>> BEGIN Data to use

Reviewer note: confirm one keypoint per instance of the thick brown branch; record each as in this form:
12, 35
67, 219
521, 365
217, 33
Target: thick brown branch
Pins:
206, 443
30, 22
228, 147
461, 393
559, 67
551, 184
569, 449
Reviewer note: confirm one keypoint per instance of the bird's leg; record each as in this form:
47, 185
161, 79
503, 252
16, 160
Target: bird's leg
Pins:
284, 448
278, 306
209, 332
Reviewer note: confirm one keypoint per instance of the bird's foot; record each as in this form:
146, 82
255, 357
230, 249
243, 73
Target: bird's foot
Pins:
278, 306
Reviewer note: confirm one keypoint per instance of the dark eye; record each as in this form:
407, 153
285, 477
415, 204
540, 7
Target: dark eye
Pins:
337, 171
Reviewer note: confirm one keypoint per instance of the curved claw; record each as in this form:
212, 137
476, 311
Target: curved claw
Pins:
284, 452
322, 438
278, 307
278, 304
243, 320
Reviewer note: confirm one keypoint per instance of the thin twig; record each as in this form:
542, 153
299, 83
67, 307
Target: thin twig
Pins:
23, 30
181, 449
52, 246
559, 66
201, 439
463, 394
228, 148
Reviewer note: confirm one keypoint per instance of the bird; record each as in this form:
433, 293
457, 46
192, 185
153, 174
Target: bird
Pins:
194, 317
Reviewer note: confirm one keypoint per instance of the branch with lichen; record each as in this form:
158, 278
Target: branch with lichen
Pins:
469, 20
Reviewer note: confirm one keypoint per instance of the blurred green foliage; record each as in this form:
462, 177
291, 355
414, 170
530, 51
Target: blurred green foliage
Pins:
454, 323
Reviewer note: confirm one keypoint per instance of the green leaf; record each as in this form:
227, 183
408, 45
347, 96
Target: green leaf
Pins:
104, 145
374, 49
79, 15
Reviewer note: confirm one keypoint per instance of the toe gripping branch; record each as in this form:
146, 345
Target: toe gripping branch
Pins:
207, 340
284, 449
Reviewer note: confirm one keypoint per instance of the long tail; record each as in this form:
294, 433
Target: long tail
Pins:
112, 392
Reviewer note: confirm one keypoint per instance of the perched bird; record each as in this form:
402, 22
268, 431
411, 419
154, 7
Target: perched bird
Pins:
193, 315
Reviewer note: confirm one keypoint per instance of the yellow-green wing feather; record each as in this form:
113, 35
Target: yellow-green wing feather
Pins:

>> END Data to use

• Direction:
Please copy the listing above line for line, leaving every character as it stands.

• Finished exercise:
Reviewer note: confirm one keypoint per instance of the thick brown branch; record each as in this form:
12, 35
67, 219
521, 365
217, 33
Target: thick brown branch
Pins:
206, 443
30, 22
228, 147
461, 393
559, 67
551, 184
569, 449
Reviewer note: confirm one keypoint per instance of the bird's leg; record each as in this form:
47, 185
161, 79
503, 252
16, 160
Target: bird's leg
Pins:
284, 448
278, 306
209, 332
Reviewer note: confirm one keypoint per instance of the bird's foot; record each as in this form:
146, 82
255, 357
230, 249
243, 73
Target: bird's foot
Pins:
278, 306
Reviewer note: confirm one keypoint per instance of the dark eye; record each as in this form:
407, 153
285, 477
415, 204
540, 7
Target: dark eye
Pins:
337, 171
Reviewer note: confirm one keypoint per instance of the curved claw; record each as in this form:
212, 137
476, 311
Target: curved claw
Pins:
284, 452
322, 438
278, 307
278, 304
243, 320
Reviewer note: confirm one keypoint per instance of the thin twig; record each as in this form:
542, 153
299, 83
67, 307
Target: thin twig
Pins:
23, 30
181, 449
52, 246
559, 66
201, 439
463, 394
228, 148
Reviewer note: confirm one keypoint per instance of the bird; record each as in this form:
433, 293
457, 46
192, 185
153, 174
Target: bird
Pins:
194, 317
Reviewer note: confirm one keypoint per instance of the branch with lichen; record each as in this form:
158, 278
Target: branch with lichen
Pins:
469, 20
Reviewer note: confirm one keypoint per instance of the blurred green foliage; record each as in this form:
462, 177
291, 355
414, 170
530, 51
Target: blurred green foliage
Pins:
454, 323
Reviewer note: confirm one keypoint per instance of the green leaf; record each as in this form:
227, 183
408, 45
347, 96
Target: green leaf
Pins:
104, 145
374, 49
79, 15
Reviewer note: confirm one keypoint per instance of the toe gripping branch; record each as in this form:
146, 345
Target: toe gripping branch
Pins:
207, 340
284, 449
Reviewer note: confirm one keypoint per instance of the long tail; record each as in this form:
294, 433
Target: long tail
Pins:
112, 392
Reviewer note: confirm one keypoint per instance of the perched bird; record each as in this form:
402, 22
268, 431
411, 419
154, 7
Target: perched bird
Pins:
193, 315
Reviewer note: confirm one keypoint per instance of the yellow-green wing feather; record each as in this form:
113, 35
Target: yellow-green wing feather
Pins:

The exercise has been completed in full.